>> START

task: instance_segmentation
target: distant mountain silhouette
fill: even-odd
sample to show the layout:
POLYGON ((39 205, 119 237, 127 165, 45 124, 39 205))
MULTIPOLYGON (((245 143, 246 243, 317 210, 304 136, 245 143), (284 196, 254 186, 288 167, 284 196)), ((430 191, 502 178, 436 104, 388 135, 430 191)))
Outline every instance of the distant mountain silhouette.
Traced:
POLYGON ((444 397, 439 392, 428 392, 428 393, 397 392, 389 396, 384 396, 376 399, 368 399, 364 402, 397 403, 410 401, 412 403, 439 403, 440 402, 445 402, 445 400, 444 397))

>> END

### [Exercise]
Convert every line of the listing above into a JSON list of strings, one string per line, skipping any blank lines.

### [Result of the task]
[
  "task: instance_segmentation",
  "target: distant mountain silhouette",
  "fill: even-odd",
  "sample to show the layout:",
  "POLYGON ((39 205, 119 237, 127 165, 45 124, 39 205))",
  "MULTIPOLYGON (((245 143, 246 243, 317 210, 304 136, 245 143), (284 196, 254 186, 288 167, 284 196)), ((430 191, 502 178, 436 104, 388 135, 430 191)))",
  "Outline every instance of the distant mountain silhouette.",
  "Traced:",
  "POLYGON ((444 397, 439 392, 428 392, 428 393, 397 392, 389 396, 384 396, 376 399, 368 399, 364 402, 397 403, 410 401, 412 403, 439 403, 440 402, 445 402, 445 400, 444 397))"
]